──────── Data for processing ────────

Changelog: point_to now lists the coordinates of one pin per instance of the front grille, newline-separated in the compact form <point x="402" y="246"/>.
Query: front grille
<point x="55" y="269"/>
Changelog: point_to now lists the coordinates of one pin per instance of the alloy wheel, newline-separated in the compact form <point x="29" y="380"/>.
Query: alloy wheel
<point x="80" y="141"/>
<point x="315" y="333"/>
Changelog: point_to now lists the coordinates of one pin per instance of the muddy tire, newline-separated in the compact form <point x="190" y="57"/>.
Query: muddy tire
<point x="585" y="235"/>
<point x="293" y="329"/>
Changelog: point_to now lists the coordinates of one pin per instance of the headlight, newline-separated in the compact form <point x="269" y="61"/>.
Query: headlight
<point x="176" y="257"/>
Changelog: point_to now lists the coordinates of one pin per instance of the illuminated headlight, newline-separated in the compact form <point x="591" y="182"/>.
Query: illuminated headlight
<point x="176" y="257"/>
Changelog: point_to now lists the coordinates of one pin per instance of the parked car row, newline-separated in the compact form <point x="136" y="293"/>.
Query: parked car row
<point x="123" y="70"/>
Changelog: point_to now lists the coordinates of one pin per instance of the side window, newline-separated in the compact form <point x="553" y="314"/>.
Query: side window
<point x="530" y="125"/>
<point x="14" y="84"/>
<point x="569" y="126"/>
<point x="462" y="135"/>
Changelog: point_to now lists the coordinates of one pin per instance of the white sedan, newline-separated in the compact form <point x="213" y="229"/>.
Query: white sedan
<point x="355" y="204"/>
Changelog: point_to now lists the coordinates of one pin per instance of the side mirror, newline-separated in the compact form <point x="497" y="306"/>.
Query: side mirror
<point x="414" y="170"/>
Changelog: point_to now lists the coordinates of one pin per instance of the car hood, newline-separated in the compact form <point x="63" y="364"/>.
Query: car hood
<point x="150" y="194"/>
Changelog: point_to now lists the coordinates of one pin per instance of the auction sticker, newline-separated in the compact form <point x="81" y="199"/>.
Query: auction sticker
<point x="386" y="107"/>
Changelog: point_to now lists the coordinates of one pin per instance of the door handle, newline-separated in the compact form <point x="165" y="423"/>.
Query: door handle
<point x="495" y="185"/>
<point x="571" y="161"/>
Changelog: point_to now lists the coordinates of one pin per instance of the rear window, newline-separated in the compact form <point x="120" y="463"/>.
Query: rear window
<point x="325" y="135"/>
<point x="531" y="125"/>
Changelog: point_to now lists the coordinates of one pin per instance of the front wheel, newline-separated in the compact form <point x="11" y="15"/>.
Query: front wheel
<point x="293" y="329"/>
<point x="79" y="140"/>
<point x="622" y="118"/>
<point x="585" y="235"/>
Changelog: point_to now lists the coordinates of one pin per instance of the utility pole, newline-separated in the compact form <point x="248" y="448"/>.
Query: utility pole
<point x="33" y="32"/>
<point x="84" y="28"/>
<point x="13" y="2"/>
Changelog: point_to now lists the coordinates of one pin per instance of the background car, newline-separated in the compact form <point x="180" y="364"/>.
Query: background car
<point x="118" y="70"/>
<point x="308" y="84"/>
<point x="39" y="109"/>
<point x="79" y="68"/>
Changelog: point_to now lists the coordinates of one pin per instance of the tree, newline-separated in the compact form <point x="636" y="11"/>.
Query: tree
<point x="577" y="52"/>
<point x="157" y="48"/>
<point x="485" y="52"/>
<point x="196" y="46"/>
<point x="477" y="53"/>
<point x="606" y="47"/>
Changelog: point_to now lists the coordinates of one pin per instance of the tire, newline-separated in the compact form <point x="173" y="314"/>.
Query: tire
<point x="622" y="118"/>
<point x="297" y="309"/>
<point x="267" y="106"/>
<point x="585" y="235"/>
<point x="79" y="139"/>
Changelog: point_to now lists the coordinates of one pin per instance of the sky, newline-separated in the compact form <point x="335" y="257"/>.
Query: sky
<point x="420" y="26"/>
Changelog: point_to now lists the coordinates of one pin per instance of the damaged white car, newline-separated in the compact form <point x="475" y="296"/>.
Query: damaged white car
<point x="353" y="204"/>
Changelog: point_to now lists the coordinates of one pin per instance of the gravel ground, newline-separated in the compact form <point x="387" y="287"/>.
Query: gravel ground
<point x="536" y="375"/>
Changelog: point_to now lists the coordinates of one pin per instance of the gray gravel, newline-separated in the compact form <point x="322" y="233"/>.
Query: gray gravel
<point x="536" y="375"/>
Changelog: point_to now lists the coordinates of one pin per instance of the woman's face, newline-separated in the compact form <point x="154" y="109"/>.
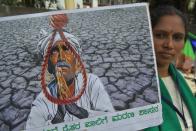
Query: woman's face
<point x="169" y="35"/>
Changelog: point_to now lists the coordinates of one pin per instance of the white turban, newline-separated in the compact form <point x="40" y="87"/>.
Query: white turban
<point x="45" y="39"/>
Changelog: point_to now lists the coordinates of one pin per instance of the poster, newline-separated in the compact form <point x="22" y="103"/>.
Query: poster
<point x="116" y="69"/>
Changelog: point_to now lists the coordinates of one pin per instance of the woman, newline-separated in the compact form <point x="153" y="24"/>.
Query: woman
<point x="178" y="103"/>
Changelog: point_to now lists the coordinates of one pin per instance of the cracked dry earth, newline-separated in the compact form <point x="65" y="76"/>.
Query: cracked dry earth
<point x="116" y="46"/>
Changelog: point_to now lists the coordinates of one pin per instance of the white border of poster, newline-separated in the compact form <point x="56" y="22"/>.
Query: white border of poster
<point x="134" y="119"/>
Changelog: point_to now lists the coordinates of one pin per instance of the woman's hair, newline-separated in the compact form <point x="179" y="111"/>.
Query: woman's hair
<point x="161" y="11"/>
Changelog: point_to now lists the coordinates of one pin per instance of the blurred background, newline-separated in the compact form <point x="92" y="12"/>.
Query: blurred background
<point x="16" y="7"/>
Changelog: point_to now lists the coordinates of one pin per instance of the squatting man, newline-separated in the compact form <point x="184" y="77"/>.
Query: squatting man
<point x="94" y="101"/>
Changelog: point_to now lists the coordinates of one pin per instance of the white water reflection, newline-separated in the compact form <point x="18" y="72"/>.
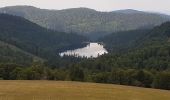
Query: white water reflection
<point x="91" y="50"/>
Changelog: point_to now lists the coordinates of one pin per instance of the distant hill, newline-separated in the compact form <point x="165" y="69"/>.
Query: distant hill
<point x="150" y="50"/>
<point x="86" y="21"/>
<point x="24" y="38"/>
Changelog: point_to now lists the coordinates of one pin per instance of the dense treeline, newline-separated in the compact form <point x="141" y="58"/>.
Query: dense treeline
<point x="32" y="54"/>
<point x="31" y="38"/>
<point x="88" y="22"/>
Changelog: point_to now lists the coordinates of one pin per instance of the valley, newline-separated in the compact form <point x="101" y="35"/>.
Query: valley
<point x="92" y="50"/>
<point x="81" y="53"/>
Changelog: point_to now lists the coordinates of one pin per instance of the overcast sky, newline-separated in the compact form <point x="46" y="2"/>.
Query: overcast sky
<point x="162" y="6"/>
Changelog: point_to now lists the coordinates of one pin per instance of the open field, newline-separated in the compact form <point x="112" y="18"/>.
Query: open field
<point x="59" y="90"/>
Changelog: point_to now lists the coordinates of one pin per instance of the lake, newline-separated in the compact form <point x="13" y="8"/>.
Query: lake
<point x="91" y="50"/>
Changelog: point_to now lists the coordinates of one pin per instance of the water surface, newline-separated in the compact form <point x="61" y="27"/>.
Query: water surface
<point x="91" y="50"/>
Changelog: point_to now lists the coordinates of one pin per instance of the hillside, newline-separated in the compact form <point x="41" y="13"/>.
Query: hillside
<point x="86" y="21"/>
<point x="122" y="41"/>
<point x="31" y="38"/>
<point x="12" y="54"/>
<point x="54" y="90"/>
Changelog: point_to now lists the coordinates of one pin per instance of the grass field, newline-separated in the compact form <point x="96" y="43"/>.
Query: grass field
<point x="58" y="90"/>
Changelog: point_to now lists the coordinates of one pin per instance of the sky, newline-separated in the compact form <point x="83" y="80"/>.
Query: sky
<point x="162" y="6"/>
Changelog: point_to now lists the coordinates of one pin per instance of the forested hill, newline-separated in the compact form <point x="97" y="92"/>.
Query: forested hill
<point x="31" y="38"/>
<point x="86" y="21"/>
<point x="151" y="52"/>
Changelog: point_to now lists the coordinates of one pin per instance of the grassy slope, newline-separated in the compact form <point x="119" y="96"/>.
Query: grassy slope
<point x="57" y="90"/>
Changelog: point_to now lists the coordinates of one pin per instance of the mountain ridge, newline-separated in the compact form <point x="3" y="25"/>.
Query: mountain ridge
<point x="87" y="22"/>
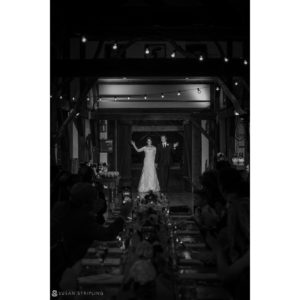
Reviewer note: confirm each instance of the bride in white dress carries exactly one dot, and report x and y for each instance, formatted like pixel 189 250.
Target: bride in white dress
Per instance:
pixel 148 181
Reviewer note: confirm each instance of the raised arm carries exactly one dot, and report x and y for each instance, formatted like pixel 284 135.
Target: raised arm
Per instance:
pixel 136 148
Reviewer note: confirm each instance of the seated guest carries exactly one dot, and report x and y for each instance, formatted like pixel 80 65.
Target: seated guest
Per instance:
pixel 212 210
pixel 80 227
pixel 233 263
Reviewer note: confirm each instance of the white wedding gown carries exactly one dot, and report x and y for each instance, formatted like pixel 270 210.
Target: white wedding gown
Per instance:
pixel 149 180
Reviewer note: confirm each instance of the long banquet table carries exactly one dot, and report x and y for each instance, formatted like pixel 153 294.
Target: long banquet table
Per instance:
pixel 160 254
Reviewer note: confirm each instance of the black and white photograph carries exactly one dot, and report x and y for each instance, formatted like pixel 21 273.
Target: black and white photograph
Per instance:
pixel 150 150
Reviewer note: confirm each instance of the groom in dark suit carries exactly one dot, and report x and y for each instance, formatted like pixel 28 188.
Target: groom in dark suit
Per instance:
pixel 163 161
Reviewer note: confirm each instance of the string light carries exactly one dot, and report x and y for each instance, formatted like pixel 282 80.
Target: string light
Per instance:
pixel 146 96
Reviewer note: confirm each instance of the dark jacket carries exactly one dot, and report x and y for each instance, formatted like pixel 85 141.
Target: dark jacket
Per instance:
pixel 80 229
pixel 164 156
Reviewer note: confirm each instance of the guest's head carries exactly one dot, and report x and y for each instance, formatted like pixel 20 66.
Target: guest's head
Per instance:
pixel 163 138
pixel 149 141
pixel 86 173
pixel 83 196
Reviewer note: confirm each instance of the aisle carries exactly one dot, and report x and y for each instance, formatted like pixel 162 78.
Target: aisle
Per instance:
pixel 179 199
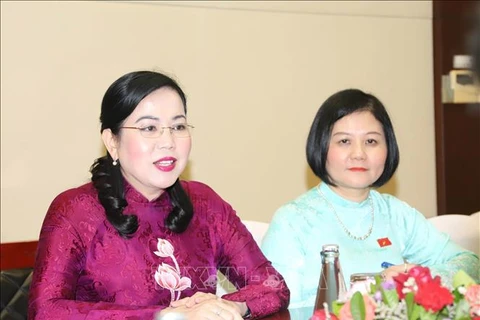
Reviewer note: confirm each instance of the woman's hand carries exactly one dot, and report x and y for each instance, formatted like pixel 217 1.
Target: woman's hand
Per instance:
pixel 193 300
pixel 208 309
pixel 393 271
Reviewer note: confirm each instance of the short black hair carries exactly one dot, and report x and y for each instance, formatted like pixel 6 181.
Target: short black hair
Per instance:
pixel 337 106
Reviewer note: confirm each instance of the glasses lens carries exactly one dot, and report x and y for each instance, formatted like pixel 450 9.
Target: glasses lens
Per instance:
pixel 180 130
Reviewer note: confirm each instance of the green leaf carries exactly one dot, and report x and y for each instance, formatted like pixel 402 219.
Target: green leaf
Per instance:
pixel 461 278
pixel 410 305
pixel 426 315
pixel 462 310
pixel 357 306
pixel 415 312
pixel 336 306
pixel 413 309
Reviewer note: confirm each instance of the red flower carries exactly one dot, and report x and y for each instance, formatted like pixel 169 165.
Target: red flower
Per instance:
pixel 320 315
pixel 421 276
pixel 433 297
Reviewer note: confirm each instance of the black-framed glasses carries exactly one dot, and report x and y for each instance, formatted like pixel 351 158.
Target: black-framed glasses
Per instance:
pixel 181 130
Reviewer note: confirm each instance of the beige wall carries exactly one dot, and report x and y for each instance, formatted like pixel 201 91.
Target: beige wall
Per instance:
pixel 255 74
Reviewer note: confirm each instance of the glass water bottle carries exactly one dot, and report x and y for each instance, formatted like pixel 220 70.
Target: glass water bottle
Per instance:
pixel 331 285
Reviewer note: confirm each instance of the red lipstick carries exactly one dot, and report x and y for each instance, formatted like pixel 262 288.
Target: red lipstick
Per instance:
pixel 357 169
pixel 165 164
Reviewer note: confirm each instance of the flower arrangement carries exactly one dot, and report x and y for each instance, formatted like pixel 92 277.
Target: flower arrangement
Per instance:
pixel 415 295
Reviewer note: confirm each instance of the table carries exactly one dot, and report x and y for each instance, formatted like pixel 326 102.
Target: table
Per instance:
pixel 292 314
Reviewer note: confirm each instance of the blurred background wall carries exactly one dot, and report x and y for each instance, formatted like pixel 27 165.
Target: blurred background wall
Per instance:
pixel 255 74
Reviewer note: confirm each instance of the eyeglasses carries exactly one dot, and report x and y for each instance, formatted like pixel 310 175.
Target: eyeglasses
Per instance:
pixel 182 130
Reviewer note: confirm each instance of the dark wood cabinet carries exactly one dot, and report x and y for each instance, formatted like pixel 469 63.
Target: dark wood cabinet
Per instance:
pixel 457 126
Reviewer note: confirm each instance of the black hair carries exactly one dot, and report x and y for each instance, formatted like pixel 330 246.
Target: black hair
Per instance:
pixel 119 101
pixel 475 42
pixel 333 109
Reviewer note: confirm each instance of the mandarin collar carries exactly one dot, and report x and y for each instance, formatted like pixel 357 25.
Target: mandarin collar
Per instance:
pixel 133 195
pixel 338 200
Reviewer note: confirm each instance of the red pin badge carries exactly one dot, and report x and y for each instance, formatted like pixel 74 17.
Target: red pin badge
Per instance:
pixel 384 242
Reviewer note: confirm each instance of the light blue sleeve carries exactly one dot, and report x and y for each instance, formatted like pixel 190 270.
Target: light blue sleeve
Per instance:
pixel 426 246
pixel 282 245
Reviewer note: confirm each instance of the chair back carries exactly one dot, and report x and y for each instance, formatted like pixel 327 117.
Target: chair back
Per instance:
pixel 257 229
pixel 464 230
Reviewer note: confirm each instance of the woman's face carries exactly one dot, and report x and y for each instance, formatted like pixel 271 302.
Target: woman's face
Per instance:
pixel 151 165
pixel 357 153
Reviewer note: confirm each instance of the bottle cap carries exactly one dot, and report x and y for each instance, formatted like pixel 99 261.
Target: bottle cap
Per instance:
pixel 330 248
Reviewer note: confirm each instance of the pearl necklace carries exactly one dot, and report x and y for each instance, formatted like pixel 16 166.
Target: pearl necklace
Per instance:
pixel 351 235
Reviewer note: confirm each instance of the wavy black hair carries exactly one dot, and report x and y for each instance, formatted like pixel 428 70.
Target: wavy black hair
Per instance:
pixel 119 101
pixel 333 109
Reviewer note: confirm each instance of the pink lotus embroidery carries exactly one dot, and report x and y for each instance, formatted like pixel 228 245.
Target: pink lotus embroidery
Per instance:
pixel 165 248
pixel 166 276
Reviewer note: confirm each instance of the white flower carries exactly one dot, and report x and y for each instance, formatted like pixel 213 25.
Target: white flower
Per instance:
pixel 165 248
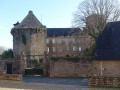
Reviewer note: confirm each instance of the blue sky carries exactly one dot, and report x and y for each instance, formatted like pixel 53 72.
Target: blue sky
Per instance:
pixel 52 13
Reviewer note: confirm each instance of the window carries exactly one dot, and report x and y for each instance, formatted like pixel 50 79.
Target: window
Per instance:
pixel 66 40
pixel 53 40
pixel 59 40
pixel 53 49
pixel 78 40
pixel 74 48
pixel 79 48
pixel 47 49
pixel 73 40
pixel 67 49
pixel 47 41
pixel 60 49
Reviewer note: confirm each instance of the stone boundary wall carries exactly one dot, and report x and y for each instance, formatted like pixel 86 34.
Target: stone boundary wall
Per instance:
pixel 16 77
pixel 66 68
pixel 104 81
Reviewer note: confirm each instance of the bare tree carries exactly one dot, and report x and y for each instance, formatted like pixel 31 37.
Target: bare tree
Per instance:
pixel 1 49
pixel 93 15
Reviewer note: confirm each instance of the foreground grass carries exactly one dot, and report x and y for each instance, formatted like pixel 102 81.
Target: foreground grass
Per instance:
pixel 18 85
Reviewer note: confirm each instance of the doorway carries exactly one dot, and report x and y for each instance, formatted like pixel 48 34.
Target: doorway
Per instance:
pixel 9 68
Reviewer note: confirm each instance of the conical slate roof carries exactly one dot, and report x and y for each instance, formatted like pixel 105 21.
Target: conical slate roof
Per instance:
pixel 30 21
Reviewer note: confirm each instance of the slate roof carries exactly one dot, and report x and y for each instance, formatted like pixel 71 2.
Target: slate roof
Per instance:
pixel 61 32
pixel 30 21
pixel 108 42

────────

## Your goal
The lines to set down run from the line with "of the gray" up to and including the line with "of the cracked" in the entries above. Reproduce them exactly, with no pictures.

## Reply to the exercise
Changelog: point_to now lists the coordinates of one pin per instance of the gray gravel, newline-separated in the compact form <point x="322" y="233"/>.
Query: gray gravel
<point x="536" y="375"/>
Changelog: point_to now lists the coordinates of one pin per instance of the woman's face, newline-separated in the compact form <point x="154" y="109"/>.
Query: woman's face
<point x="169" y="35"/>
Changelog: point_to now lists the coordinates of one pin per instance of the white turban, newline-separated in the compact form <point x="40" y="87"/>.
Query: white turban
<point x="45" y="39"/>
Changelog: point_to now lists the coordinates of one pin per instance of the poster, newline-separated in the compact form <point x="22" y="103"/>.
Query: poster
<point x="116" y="69"/>
Changelog: point_to now lists the coordinates of one pin per instance of the woman, newline-separated in the compact form <point x="153" y="24"/>.
Query: woman
<point x="178" y="103"/>
Changelog: point_to now lists the coordinates of one pin per instance of the cracked dry earth, newline-separated in the compact form <point x="65" y="76"/>.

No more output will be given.